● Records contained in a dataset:
>>>>

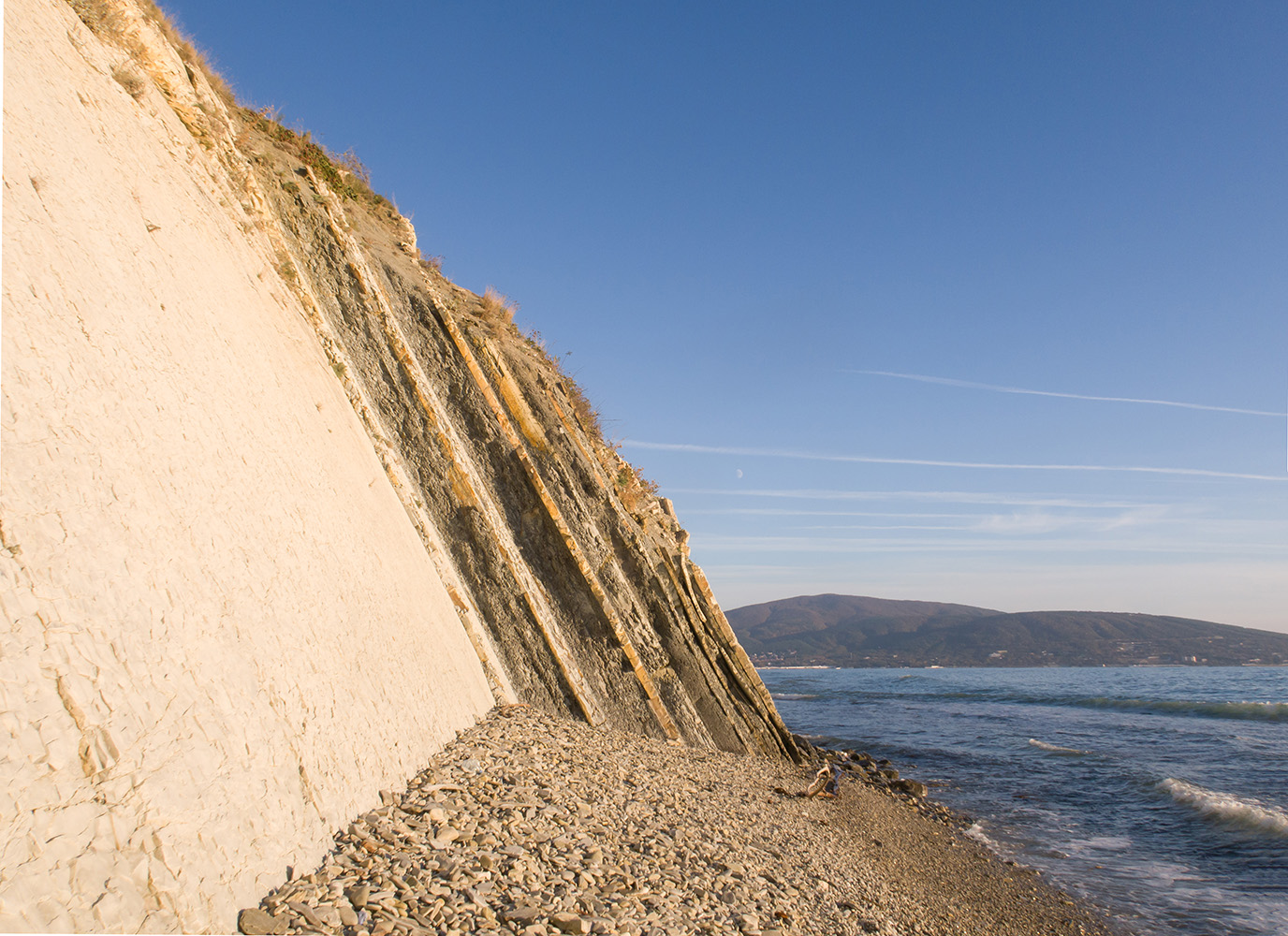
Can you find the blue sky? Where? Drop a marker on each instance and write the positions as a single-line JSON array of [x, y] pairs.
[[794, 250]]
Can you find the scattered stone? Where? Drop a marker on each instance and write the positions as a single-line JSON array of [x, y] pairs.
[[569, 922], [571, 829], [256, 922]]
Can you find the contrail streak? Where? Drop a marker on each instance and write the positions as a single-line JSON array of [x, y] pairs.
[[935, 462], [973, 385]]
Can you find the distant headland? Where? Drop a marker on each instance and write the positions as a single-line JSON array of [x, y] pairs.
[[856, 631]]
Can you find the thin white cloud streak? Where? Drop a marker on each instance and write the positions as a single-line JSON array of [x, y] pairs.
[[937, 462], [787, 545], [782, 511], [973, 385], [937, 496]]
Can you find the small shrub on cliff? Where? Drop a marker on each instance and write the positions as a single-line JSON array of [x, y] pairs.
[[497, 311]]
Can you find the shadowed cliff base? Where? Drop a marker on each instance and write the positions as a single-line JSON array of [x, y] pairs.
[[531, 825]]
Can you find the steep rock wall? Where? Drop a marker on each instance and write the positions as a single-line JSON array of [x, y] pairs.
[[280, 506]]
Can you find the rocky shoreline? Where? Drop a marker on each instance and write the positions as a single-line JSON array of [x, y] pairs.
[[541, 826]]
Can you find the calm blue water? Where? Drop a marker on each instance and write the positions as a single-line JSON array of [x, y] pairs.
[[1158, 794]]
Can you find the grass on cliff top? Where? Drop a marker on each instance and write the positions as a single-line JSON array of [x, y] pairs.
[[110, 24], [631, 486]]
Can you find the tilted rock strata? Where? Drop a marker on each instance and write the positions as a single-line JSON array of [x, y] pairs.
[[281, 509]]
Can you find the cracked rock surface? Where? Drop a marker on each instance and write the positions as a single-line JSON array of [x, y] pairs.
[[534, 825]]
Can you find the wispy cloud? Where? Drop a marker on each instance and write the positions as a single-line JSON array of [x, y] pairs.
[[973, 385], [784, 545], [937, 462], [934, 496]]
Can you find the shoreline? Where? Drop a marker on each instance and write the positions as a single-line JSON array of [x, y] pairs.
[[540, 826]]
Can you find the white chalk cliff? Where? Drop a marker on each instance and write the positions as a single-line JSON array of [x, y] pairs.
[[280, 507]]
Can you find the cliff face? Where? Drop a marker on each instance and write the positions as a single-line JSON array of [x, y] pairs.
[[280, 506]]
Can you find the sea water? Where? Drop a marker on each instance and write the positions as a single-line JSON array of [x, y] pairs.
[[1158, 794]]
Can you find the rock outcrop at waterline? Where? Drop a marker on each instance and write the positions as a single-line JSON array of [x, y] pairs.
[[281, 507]]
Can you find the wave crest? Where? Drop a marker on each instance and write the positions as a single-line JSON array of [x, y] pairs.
[[1057, 748], [1228, 808], [1247, 710]]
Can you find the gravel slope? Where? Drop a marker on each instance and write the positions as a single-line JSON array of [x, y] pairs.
[[534, 825]]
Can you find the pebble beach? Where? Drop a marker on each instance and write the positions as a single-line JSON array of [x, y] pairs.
[[541, 826]]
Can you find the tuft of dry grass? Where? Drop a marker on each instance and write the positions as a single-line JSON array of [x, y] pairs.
[[112, 26], [497, 311], [631, 486]]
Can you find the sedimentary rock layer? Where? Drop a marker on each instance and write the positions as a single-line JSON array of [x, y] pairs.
[[281, 509]]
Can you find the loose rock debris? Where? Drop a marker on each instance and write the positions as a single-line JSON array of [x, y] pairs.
[[537, 826]]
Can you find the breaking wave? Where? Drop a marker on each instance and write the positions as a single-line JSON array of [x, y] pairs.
[[1247, 710], [1057, 748], [1228, 808]]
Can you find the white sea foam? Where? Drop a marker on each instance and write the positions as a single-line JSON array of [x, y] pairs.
[[1228, 808], [978, 833], [1057, 748]]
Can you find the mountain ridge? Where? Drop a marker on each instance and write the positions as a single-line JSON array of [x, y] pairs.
[[863, 631]]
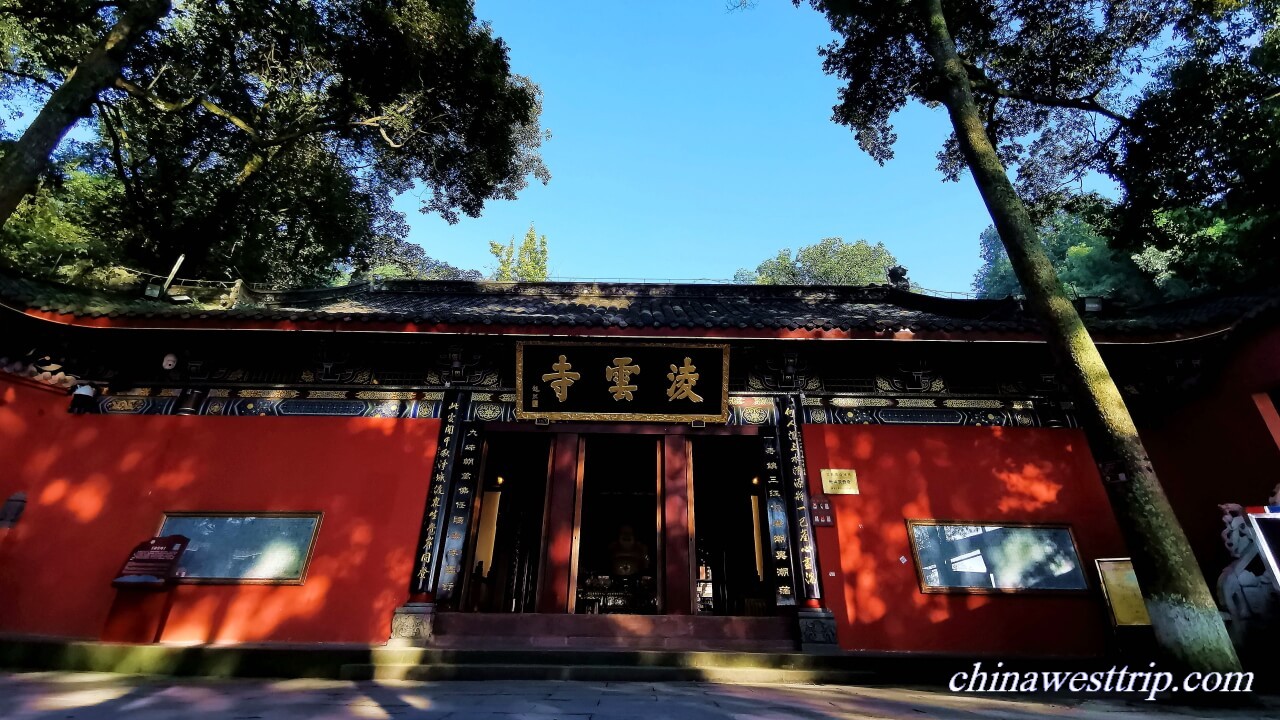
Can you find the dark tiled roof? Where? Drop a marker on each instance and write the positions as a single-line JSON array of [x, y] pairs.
[[636, 306], [659, 306]]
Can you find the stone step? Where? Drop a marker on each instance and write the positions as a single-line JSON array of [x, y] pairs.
[[590, 642], [426, 656], [600, 673], [624, 632]]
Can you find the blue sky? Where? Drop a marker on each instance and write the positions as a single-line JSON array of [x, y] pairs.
[[689, 142]]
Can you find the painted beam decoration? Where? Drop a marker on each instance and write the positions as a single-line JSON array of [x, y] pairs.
[[670, 383]]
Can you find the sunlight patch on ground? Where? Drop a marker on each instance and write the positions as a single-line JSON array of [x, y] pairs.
[[81, 698]]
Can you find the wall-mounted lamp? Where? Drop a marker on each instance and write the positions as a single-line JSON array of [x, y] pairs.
[[12, 510]]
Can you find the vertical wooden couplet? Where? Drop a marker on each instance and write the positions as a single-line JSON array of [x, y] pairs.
[[778, 519], [423, 583], [676, 505], [466, 482], [557, 578], [796, 492]]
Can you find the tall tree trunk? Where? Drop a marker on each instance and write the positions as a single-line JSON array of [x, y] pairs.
[[1183, 613], [21, 167]]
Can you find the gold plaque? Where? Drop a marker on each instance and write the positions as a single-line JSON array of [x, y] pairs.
[[839, 482], [1121, 591]]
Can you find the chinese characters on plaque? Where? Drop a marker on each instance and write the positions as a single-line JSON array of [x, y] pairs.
[[622, 382], [819, 506]]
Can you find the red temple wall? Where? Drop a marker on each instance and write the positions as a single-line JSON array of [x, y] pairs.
[[97, 484], [956, 473], [1221, 446]]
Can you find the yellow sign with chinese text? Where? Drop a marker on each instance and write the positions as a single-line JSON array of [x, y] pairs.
[[839, 482], [1120, 588]]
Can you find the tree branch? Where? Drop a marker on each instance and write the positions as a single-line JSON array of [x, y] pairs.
[[982, 85], [36, 80], [178, 105]]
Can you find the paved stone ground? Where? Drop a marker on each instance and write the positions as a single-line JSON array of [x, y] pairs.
[[85, 696]]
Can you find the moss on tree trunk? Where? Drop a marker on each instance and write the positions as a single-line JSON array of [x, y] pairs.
[[1183, 613]]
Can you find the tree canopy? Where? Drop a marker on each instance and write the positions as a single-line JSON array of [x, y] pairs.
[[828, 261], [1086, 264], [1176, 101], [1036, 85], [524, 264], [268, 140]]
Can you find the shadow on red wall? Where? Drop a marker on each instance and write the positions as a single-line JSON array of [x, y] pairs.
[[99, 484], [968, 474]]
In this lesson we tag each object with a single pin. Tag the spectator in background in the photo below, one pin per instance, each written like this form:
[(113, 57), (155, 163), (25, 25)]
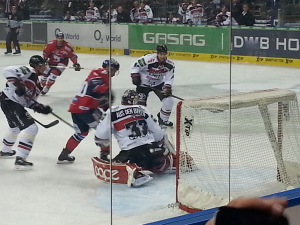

<<<<

● Work instructions: Could you print all of the entries exactly, skipping the images?

● Answer section:
Can you find the blue sky? Where? Drop a marker on each instance and write the positions as a single-line JSON array of [x, y] pairs.
[[794, 250]]
Can you find the scattered stone? Where? Drop a marker on each instance and write the positions as a single-line JSON array of [x, y] pairs.
[[569, 922], [571, 829], [256, 922]]
Can you find the contrail streak? Where? Drop a marker on each instance and write the positions as a single-line JSON array of [x, y] pairs.
[[935, 462], [973, 385]]
Can you find the distant headland? Where? Drop a marker on each instance and write the positions as a single-line JSON array of [x, y] pairs.
[[856, 631]]
Can you find the thin white cloud streak? Where? Drop a marker on each instance and write the positions as a single-line JSON array of [x, y] pairs.
[[937, 462], [787, 545], [782, 511], [973, 385], [937, 496]]
Can you find the small shrub on cliff? Where? Drop a marker on each instance and write the positions as a single-line JSON array of [x, y] pairs.
[[497, 311]]
Can you find the shadowed cliff base? Where? Drop a marker on each instance and write the positions as a single-line JSON array of [x, y] pairs.
[[531, 825]]
Can you find the steep rock wall? Where? Drop a marker on each instance and write the positions as a single-line JSON array of [x, y] pairs.
[[280, 506]]
Can you find the rocky shoreline? Where? Drop a marker on each instance and write the positions as a single-line JSON array of [x, y] pairs.
[[541, 826]]
Can you find the calm blue water? Where? Drop a marker on each instance and write the positions as a single-line JSON array of [x, y] pairs.
[[1158, 794]]
Can you find the grass on cliff top? Where? Drop a marker on each instance and write the positions as a single-line JSON array of [x, y] pairs.
[[110, 24], [631, 486]]
Can you find the tilted rock strata? Where? Drop a marker on each instance and write the positions as a single-line JSON array of [x, y] pairs.
[[281, 509]]
Can you find the cracked rock surface? Where? Drop a marker on each instance and write the positions as a single-line JSON array of [x, y] pairs.
[[534, 825]]
Can you find the wispy cloud? Where? Drop a marker on each instance and write the positions as a single-line JSON array of [x, y] pairs.
[[973, 385], [784, 545], [937, 462], [934, 496]]
Can you find the shoreline? Where? Drop a marker on each instance and write the positions as a single-line JSON array of [x, y] pairs.
[[540, 826]]
Can you find the white chalk cliff? Where? Drop a marker on each instance and write the positions as a single-line JSON array of [x, y] pairs.
[[280, 507]]
Can you find the cliff face? Where? Drop a marker on each instance and write the positions as a single-line JSON array of [x, y] pairs.
[[280, 506]]
Can you find the sea water? Where? Drop a marker on each instance and write the positions as a single-line JSON array of [x, y] pairs.
[[1158, 794]]
Can you find the rock outcrop at waterline? Where? Drop a marker on each instance and write the positions as a single-line JSON array of [x, y] pairs.
[[281, 507]]
Can you find the wave crest? Where? Drop a marker on each instance and write the positions as a single-line JSON array of [x, y] pairs.
[[1057, 748], [1228, 808], [1247, 710]]
Can you find the gravel slope? Where? Drop a marker on each instance and write the positions as a single-line JSON array of [x, y] pairs.
[[534, 825]]
Can you find the pebble beach? Where? Drop a marker on each instance and write the positions as a single-line JSON array of [x, y] pairs.
[[541, 826]]
Can you find the tuft of dry grass? Where? Drop a marker on each instance and write the positions as a single-line JSON array of [x, y] pairs.
[[112, 26], [497, 311], [631, 486]]
Can you find the sedimentary rock layer? Where? Drop a marker on each instance and write the positions as a single-line JSON array of [x, y] pairs.
[[281, 509]]
Can you find the loose rock debris? Where? Drop a marker on each instance and write the positions as a single-line JSON array of [x, y] pairs.
[[537, 826]]
Can you find the breaking wave? Where? Drop a marker on each instance and write the positions as a single-line JSON array of [x, y] pairs.
[[1247, 710], [1057, 748], [1228, 808]]
Can you find the white sea foam? Where? Drop a marker on each instance and write the positions as a single-line JSON array of [x, y] pairs.
[[1228, 808], [978, 833], [1057, 748]]
Can you find the mountain ridge? Where? Drop a marker on each instance and write the positions as a single-line JSON array of [x, y] pairs.
[[863, 631]]
Can you find the dark tiled roof? Where? Drop a marker on each instance and write the positions as a single-line JSON array of [x, y] pairs.
[[636, 306], [659, 306]]
Can you find the stone step? Where? Drop a marker on each instance and write the positions as a single-line JSON array of [x, y] pairs.
[[590, 642], [426, 656], [600, 673], [624, 632]]
Can you find the blue sky? Where? Drop a marker on each instance and write the positions as a single-line JSON array of [x, y] pairs.
[[689, 142]]
Can you find the painted beam decoration? Where? Drop a marker on each instance and write the positions as a single-line JSON array of [x, y] pairs.
[[670, 383]]
Can you find the sunlight patch on ground? Where? Drop a marker on each instance and write the positions as a single-line JSON array of [x, y] pairs.
[[81, 698]]
Can you find the wall-mounted lamp? Where? Drop a marker on each instance and write the positions as a single-line JSON array of [x, y] pairs.
[[12, 510]]
Can you find the vertical wooden couplet? Where? Drop a marker on each instance and write the positions as a single-line JSON array of [x, y] pairs.
[[778, 519], [423, 583], [676, 505], [466, 482], [557, 578], [796, 492]]
Can you find the tall tree trunk? Where? Drop a marker on each instance and write the positions as a single-line JSON array of [x, y] pairs.
[[1183, 613], [21, 167]]
Can you find the gold plaque? Where? Drop a marker on each instance and write the positions as a single-line JSON array of [x, y] pairs.
[[839, 482], [1121, 591]]
Can you find the chinese characters on plaque? Where? Drop a marker on each instance and write the positions as a single-line JSON array of [x, y] pairs.
[[622, 382], [819, 506]]
Can you find the red temple wall? Where? Drop a marker on each instance and write the positions as a single-line JSON array of [x, y] pairs.
[[97, 484], [956, 473], [1221, 446]]
Can you find the yellow sign with chinese text? Where? Drop a marker on each instance and write the positions as a single-line JSON array of [x, y] pairs.
[[839, 482], [1120, 588]]
Can you find the tree branch? Where? Drop a marker on each instance and write the positions as a single-line JSON array of [x, y] pairs.
[[982, 85], [36, 80], [178, 105]]
Can you find the paved stone ground? Where? Drop a marker on each instance and write the positions as a single-line JSON array of [x, y] pairs.
[[85, 696]]
Can you find the moss on tree trunk? Where? Drop a marker on each instance and write the positions as a single-line JSON array of [x, y] pairs.
[[1183, 613]]
Can you find the tree canopy? Where? Drop a marker on each instance and write the positions as a single-line JSON array of [x, y] pairs.
[[828, 261], [1086, 264], [1176, 101], [1036, 85], [524, 264], [268, 140]]
Can you find the shadow on red wall? Where? Drop a marker on each instance and write the positions as a single-line JSON array of [x, y] pairs.
[[99, 484], [968, 474]]
In this lesson we tag each object with a single pin. Tag the spectator in background in the photo below, one pin per instance, each written like this form:
[(113, 57), (155, 163), (25, 25)]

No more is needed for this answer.